_課題 A_
俳句鑑賞文のうち、「秋は別れの季節なのだろうか。」から「なりに別れの季節を思わせる。」までを、両端の語句も含めてそのまま繰り返すこと。
_課題 B_
俳句鑑賞文にある「秋は別れの季節なのだろうか。」という一文を英語に訳すこと。
_課題 C_
俳句鑑賞文を、最後の文の後から書き継ぐこと。

_抜粋文_
● ● ●
無理とは承知の措辞。ある意味アンビバレントな表現。地下街で催されている菊花展なのであろう。それぞれ美しく飾られている菊の花がそれぞれの青空を要求しているかのように作者は感じたのであろう。菊花展がなければ、むなしい措辞、空虚な措辞で終わるところを座五で盛り返した。座五で答えを出してしまったともいえるが。。。
 
 
歯ブラシの一つ残りし暮れの秋
 
秋は別れの季節なのだろうか。落ち葉、紅葉などからも別れがキーワードになるのかもしれぬ。それまで共同生活もしくは寝食を共にしたひとが、立ち去ったのであろうか、その人の使っていた歯ブラシがひとつ残されたという景。暮れの秋という季語の斡旋も、蕭々とした秋風、木々が落ち葉を急ぎ、それなりに別れの季節を思わせる。
● ● ●
_領域アノテーション項目_
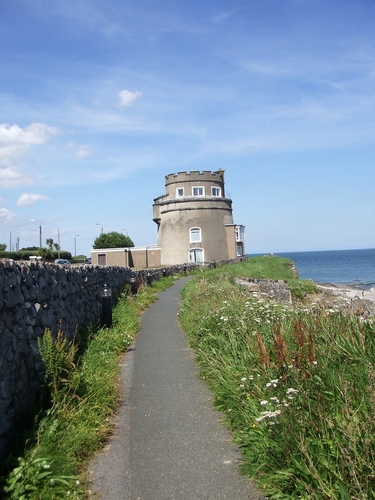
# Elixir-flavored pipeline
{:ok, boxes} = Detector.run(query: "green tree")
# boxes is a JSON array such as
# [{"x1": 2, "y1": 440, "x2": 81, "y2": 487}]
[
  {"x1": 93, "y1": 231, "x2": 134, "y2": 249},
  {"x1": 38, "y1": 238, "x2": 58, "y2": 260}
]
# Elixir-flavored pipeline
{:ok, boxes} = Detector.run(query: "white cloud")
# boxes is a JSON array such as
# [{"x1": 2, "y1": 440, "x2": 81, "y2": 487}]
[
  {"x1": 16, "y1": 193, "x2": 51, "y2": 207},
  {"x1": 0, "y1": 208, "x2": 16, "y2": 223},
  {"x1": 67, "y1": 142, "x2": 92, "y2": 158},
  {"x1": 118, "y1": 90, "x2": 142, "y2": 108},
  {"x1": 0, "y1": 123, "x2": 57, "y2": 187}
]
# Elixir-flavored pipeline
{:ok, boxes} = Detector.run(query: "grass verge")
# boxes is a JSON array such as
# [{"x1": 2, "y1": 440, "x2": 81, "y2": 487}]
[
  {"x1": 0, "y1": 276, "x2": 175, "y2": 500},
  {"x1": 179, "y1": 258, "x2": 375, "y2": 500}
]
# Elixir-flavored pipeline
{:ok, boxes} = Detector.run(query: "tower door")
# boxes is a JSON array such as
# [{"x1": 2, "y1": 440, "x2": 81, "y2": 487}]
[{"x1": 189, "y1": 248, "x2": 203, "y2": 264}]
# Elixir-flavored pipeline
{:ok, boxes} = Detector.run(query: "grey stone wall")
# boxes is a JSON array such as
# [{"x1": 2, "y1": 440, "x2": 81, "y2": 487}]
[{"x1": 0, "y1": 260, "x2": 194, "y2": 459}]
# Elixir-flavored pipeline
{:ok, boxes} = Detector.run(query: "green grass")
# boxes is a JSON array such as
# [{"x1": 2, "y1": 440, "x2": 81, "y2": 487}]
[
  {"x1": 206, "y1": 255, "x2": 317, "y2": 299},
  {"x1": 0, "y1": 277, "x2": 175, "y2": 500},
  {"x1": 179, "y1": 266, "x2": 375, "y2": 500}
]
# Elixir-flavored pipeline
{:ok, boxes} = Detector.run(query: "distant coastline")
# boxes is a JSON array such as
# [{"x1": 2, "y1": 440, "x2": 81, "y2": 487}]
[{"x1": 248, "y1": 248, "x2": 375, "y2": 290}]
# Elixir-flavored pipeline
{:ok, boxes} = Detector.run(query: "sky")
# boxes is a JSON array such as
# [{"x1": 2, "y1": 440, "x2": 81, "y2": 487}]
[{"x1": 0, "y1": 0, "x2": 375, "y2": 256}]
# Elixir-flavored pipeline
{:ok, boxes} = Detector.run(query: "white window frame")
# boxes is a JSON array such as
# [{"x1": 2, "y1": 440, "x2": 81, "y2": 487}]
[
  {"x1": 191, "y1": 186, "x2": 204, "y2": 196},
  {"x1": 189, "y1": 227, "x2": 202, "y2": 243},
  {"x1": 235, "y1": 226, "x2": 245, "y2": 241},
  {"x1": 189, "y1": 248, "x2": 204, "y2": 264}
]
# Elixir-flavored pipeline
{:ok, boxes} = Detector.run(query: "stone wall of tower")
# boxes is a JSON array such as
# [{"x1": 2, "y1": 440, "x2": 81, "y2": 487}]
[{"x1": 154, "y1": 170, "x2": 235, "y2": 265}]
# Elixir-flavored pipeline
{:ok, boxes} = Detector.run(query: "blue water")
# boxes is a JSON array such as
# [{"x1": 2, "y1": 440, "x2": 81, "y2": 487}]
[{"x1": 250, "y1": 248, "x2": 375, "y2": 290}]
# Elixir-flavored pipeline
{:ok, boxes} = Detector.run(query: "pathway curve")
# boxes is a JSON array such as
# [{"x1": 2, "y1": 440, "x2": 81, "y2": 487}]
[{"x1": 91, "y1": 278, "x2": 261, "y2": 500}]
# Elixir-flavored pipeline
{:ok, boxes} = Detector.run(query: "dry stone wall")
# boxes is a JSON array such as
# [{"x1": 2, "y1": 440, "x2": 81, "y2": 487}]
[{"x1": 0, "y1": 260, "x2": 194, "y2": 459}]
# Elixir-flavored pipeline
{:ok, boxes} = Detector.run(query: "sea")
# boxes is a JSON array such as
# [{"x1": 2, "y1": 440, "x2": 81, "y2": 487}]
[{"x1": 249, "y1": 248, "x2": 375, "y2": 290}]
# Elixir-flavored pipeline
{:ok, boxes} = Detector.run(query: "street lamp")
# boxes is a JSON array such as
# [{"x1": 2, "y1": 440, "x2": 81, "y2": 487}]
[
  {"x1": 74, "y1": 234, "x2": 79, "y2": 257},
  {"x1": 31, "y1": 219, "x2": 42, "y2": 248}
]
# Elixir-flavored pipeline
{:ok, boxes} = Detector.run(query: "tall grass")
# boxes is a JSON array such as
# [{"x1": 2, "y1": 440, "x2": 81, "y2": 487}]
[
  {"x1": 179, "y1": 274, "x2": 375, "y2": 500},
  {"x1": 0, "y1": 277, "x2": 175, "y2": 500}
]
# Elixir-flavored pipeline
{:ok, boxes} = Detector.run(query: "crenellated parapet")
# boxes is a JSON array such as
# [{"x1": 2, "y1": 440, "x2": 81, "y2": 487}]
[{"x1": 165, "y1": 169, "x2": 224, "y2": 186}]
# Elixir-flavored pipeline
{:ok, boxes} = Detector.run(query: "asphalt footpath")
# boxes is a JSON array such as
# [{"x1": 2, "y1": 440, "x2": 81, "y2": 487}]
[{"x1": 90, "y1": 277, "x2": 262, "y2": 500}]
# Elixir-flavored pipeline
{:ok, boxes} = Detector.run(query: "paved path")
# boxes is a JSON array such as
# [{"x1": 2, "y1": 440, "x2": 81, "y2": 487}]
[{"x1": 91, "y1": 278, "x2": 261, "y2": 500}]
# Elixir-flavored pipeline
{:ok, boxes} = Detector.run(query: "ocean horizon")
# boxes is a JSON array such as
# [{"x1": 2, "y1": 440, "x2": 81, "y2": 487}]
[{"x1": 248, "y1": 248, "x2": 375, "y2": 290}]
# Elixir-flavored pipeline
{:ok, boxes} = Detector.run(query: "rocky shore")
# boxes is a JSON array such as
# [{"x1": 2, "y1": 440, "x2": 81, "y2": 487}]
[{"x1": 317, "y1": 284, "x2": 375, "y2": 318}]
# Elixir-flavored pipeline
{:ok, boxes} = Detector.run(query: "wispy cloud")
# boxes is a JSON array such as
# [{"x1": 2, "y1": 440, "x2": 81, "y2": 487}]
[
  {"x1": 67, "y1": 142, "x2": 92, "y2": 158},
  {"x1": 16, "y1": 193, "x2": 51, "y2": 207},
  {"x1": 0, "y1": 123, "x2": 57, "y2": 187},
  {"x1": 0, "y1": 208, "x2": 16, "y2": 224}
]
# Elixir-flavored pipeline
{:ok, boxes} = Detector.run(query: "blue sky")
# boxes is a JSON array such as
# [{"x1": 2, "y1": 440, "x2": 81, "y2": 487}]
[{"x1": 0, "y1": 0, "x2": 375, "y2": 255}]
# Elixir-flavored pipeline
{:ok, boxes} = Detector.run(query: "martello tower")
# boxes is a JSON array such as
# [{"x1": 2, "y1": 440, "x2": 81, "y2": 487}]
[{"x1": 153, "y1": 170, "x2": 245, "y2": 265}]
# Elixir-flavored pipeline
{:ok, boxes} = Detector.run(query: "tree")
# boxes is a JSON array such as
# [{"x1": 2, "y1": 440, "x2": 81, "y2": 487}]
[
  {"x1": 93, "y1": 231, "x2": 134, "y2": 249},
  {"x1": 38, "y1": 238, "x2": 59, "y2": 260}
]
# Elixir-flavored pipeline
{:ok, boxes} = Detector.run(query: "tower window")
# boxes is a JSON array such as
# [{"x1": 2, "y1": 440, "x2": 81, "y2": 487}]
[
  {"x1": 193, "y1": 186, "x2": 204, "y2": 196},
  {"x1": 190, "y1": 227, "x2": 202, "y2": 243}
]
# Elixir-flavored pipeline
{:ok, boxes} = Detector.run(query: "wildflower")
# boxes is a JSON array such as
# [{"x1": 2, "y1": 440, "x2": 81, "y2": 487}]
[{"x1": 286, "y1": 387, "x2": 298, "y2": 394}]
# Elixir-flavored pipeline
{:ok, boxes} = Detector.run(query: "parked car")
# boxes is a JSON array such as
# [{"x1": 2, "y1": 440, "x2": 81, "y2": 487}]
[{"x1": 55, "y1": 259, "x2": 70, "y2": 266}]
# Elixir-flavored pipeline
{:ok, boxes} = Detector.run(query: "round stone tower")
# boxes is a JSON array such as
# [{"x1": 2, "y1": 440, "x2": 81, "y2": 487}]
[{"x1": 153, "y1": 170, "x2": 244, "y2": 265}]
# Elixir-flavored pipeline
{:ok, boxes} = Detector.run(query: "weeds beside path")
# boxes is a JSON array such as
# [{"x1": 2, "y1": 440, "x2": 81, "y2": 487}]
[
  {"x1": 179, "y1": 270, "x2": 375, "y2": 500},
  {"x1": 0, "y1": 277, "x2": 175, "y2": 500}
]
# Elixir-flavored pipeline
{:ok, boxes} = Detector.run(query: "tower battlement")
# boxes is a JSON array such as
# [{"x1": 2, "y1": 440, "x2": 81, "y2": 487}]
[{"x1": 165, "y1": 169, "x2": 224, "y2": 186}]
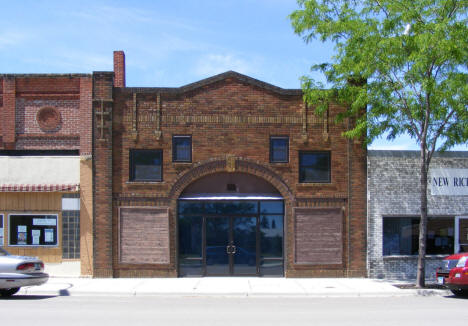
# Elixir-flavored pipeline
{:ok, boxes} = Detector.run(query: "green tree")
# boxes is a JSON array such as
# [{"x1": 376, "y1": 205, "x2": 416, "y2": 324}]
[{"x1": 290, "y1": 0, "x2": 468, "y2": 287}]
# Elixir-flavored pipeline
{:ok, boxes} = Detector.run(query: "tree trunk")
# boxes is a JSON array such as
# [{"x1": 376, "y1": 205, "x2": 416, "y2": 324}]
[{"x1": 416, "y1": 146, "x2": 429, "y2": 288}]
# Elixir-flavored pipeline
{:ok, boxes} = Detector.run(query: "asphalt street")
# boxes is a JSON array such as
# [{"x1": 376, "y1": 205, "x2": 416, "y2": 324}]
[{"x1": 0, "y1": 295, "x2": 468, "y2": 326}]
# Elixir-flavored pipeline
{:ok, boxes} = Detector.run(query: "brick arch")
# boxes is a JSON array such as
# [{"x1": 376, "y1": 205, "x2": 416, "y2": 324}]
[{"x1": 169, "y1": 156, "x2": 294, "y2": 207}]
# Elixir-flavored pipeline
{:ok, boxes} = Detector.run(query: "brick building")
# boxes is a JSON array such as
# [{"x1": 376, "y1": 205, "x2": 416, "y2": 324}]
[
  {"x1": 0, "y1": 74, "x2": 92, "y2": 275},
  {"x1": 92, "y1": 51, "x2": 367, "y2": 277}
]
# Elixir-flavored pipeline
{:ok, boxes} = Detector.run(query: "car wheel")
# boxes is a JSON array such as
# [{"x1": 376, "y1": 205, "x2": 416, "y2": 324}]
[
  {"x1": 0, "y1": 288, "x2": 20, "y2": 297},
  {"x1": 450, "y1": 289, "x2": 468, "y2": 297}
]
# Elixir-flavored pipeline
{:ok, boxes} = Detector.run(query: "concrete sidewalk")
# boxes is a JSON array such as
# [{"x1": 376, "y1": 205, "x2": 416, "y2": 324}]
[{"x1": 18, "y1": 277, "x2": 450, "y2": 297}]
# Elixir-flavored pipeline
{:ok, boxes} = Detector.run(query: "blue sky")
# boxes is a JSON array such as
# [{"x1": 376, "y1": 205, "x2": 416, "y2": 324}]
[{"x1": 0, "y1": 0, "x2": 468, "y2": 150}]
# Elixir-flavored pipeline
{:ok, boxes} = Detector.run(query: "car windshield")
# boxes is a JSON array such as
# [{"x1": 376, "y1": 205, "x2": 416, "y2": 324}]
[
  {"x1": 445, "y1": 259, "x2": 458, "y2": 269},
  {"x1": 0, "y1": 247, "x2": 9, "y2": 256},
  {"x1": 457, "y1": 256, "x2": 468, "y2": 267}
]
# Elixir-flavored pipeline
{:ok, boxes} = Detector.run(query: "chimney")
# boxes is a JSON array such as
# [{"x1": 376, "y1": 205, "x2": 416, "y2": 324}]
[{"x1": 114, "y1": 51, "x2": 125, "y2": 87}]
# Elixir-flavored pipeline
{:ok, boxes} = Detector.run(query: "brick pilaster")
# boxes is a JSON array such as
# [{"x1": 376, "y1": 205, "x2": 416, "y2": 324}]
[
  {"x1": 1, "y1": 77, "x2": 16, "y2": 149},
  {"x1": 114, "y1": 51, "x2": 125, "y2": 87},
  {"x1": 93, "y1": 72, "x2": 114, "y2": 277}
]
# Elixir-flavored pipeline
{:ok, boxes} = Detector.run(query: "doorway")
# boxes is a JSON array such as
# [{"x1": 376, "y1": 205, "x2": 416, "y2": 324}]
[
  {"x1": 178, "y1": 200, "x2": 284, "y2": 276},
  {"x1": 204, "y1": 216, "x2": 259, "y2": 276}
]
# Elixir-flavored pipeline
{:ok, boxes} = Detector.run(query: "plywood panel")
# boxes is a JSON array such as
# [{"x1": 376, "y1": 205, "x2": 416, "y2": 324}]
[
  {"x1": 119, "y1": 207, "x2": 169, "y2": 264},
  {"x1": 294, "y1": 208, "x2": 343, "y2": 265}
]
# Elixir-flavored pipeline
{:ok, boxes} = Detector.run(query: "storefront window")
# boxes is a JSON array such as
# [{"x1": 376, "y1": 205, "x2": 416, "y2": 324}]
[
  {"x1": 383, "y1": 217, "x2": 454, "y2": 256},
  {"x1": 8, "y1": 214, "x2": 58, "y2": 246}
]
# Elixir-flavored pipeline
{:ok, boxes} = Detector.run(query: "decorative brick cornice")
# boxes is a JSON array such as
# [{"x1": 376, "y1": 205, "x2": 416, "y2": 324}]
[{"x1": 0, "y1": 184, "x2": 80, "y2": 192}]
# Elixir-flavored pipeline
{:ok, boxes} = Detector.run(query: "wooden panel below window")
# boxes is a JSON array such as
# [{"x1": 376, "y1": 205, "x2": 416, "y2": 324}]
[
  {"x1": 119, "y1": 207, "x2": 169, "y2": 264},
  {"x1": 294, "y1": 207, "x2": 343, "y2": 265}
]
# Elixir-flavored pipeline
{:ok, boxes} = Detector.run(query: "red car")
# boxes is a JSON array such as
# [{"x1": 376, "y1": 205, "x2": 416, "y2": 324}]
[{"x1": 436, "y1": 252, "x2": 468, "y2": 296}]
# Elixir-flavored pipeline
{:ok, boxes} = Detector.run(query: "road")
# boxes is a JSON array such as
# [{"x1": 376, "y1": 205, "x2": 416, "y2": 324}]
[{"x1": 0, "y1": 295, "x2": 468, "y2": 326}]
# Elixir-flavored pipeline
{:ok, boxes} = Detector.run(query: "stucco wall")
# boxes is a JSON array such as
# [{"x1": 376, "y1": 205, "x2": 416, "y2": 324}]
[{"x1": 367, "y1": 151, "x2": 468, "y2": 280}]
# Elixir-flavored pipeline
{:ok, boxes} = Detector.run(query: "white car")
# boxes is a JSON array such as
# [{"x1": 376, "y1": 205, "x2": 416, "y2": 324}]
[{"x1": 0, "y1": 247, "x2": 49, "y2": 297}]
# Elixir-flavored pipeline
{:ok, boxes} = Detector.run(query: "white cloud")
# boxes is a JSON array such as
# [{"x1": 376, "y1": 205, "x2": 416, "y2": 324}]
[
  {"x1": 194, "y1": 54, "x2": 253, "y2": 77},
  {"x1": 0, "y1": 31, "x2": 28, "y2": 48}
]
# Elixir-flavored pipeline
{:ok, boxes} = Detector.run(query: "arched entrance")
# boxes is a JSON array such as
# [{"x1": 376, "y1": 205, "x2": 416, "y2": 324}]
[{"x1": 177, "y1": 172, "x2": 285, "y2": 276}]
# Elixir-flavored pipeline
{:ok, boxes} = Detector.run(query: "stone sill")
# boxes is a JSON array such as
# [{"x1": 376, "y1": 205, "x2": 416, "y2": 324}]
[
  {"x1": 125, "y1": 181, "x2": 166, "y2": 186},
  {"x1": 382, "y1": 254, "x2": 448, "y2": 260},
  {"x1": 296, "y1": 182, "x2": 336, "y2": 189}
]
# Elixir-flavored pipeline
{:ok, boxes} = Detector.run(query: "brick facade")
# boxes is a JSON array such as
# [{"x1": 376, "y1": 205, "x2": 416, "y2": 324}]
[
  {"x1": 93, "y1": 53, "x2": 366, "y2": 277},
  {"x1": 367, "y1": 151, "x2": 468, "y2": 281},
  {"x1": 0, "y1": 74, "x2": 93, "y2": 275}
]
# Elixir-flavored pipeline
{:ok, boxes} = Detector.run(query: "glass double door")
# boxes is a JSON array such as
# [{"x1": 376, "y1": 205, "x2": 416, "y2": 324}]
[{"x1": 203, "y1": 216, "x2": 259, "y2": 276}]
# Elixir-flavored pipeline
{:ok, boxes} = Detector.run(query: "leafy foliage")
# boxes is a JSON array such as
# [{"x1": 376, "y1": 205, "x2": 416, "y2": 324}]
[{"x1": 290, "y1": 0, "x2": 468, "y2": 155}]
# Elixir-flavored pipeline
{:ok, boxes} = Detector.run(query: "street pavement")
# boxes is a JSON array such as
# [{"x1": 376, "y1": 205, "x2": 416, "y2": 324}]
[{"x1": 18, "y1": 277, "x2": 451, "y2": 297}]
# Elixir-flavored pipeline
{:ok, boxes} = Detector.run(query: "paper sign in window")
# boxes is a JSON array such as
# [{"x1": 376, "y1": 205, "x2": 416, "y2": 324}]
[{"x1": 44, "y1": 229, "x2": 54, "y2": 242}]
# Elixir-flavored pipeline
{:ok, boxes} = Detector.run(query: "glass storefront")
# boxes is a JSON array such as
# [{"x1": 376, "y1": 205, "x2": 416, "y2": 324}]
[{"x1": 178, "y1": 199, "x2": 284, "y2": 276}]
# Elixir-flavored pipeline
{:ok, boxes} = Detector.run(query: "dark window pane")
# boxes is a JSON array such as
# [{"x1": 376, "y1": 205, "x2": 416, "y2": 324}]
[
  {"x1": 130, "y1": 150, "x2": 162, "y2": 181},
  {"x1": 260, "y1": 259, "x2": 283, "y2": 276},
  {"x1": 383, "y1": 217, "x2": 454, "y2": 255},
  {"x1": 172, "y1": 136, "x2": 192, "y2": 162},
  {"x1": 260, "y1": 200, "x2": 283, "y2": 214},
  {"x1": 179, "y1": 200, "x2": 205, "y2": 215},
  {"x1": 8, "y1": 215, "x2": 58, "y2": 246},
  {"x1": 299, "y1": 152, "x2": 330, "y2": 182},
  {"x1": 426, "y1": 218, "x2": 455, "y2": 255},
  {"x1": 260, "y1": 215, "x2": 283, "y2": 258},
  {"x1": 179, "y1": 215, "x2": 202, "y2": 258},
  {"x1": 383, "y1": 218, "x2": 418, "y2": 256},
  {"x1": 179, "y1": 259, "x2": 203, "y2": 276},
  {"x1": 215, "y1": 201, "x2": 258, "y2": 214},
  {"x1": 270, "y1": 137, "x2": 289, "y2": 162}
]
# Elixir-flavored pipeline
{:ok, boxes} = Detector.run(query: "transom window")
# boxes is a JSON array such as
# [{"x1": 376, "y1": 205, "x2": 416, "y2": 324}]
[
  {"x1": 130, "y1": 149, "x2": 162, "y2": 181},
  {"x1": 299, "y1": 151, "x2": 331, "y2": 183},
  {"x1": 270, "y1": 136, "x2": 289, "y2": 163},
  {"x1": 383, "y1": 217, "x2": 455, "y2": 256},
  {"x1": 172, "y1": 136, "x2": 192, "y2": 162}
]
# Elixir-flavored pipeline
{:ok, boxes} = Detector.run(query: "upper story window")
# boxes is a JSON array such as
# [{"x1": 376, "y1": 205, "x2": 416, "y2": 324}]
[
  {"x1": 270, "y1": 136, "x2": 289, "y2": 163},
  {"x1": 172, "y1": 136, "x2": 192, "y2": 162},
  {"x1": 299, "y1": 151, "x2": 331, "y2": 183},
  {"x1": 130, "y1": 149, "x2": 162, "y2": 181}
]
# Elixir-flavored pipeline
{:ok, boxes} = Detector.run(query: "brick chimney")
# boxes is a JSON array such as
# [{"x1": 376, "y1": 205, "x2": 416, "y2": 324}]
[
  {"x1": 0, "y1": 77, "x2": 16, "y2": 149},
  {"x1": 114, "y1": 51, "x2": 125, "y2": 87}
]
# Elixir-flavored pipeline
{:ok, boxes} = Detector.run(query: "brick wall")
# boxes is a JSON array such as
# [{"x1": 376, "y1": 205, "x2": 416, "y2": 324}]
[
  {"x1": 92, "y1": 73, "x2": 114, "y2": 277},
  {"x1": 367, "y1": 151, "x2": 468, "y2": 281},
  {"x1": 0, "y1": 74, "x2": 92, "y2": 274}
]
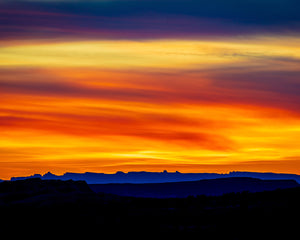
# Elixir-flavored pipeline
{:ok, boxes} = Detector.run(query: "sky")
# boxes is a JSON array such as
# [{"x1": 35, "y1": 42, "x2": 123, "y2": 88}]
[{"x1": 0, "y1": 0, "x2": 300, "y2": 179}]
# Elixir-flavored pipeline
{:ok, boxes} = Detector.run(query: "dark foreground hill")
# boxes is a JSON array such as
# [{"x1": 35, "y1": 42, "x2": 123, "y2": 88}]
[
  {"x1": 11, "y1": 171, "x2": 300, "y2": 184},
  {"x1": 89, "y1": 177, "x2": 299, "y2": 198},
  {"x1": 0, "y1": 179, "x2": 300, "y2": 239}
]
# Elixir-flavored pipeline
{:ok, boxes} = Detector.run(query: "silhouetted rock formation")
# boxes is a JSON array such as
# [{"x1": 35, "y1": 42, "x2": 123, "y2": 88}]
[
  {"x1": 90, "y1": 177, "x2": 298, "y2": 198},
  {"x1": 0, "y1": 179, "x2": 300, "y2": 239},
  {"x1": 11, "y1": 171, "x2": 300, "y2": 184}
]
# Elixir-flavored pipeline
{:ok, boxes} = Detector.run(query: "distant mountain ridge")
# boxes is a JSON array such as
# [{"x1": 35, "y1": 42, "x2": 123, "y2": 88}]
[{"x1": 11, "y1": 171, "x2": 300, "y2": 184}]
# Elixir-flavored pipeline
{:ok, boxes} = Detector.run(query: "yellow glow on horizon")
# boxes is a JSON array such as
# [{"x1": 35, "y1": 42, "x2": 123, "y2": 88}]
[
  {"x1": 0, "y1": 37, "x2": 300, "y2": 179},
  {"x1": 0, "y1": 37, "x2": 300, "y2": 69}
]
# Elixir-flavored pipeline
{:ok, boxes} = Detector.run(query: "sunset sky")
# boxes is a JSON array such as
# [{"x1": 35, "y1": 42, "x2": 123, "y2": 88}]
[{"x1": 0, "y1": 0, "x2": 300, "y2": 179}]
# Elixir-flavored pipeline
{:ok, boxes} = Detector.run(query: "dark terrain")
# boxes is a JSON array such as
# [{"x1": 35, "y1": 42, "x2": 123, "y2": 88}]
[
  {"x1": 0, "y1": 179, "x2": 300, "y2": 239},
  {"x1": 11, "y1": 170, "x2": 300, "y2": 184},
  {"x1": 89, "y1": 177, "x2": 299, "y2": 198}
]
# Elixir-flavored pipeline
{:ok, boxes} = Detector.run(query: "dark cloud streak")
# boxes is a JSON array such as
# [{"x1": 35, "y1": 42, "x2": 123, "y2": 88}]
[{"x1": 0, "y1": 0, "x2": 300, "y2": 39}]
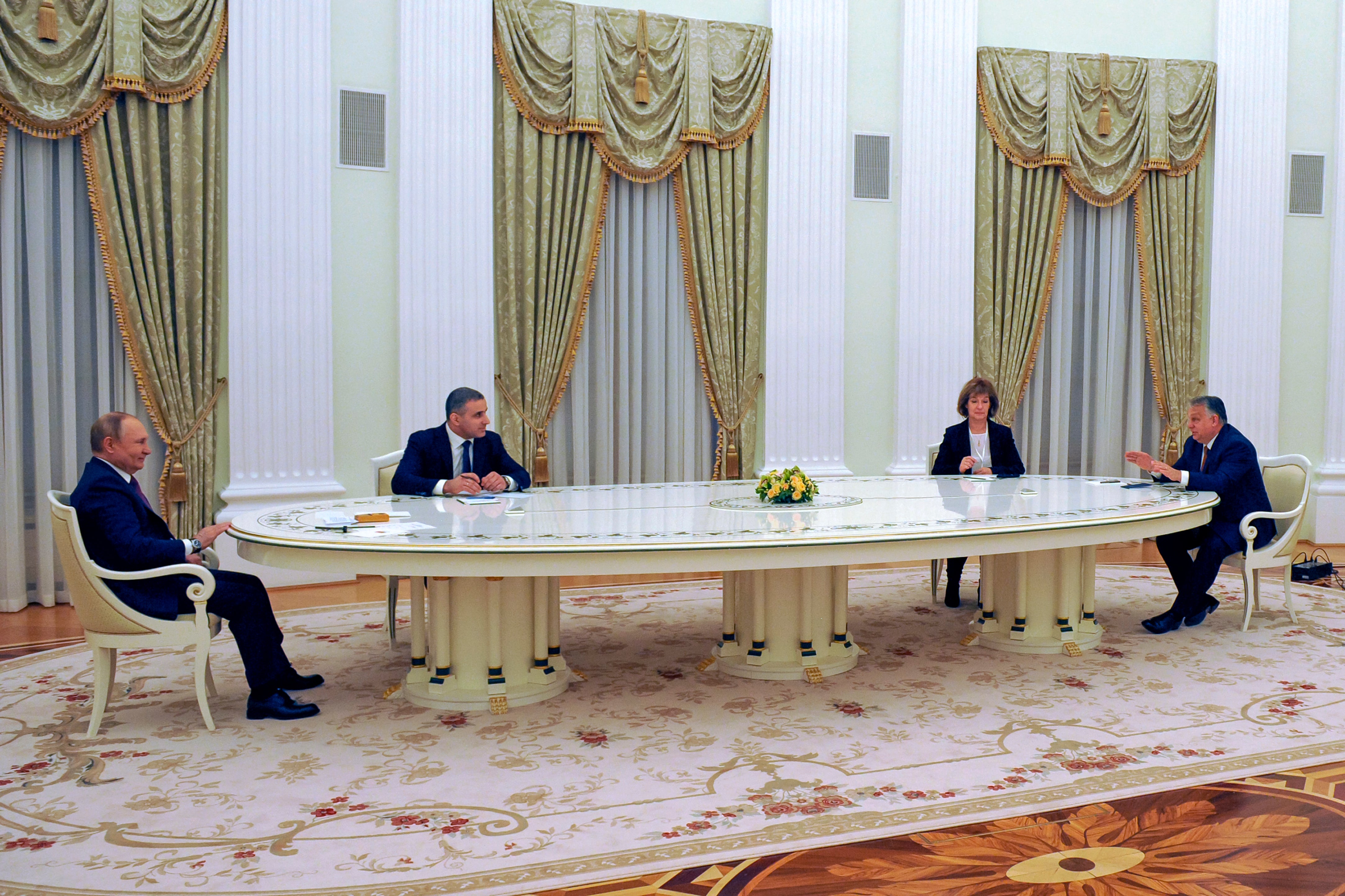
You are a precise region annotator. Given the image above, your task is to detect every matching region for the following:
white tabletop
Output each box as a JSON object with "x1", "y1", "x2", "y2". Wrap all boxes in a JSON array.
● ● ●
_解答 A_
秋は別れの季節なのだろうか。落ち葉、紅葉などからも別れがキーワードになるのかもしれぬ。それまで共同生活もしくは寝食を共にしたひとが、立ち去ったのであろうか、その人の使っていた歯ブラシがひとつ残されたという景。暮れの秋という季語の斡旋も、蕭々とした秋風、木々が落ち葉を急ぎ、それなりに別れの季節を思わせる。

_解答 B_
Is autumn perhaps the season of partings?

_解答 C_
ポアンカレ予想の謎や毛糸編む
 
長く数学幾何学の謎であったポアンカレ予想をわざわざ句にするとは・・毛糸編むという季語が微妙に合っている。ポアンカレ予想の3次元が最後まで謎として残ったわけだが。わかったようなわからないような話だが、ロケットに無限のロープをつけて発射して、宇宙を一周して戻ってきたとする。そのときロープの両端をひっぱって最終的に回収できたとするとかのロケットの回ってきた軌道は少なくても同一の球体上にあったことになるというのがポアンカレ予想である。毛糸編む針ををロケットと見立て、毛糸をロープと見立てると、その出来上がった完成品は同一球体上にあるような気がしませんか?いずれにしても恐ろしく、まどろっこしく、理に走った句である。ホトトギスなら叱られるような。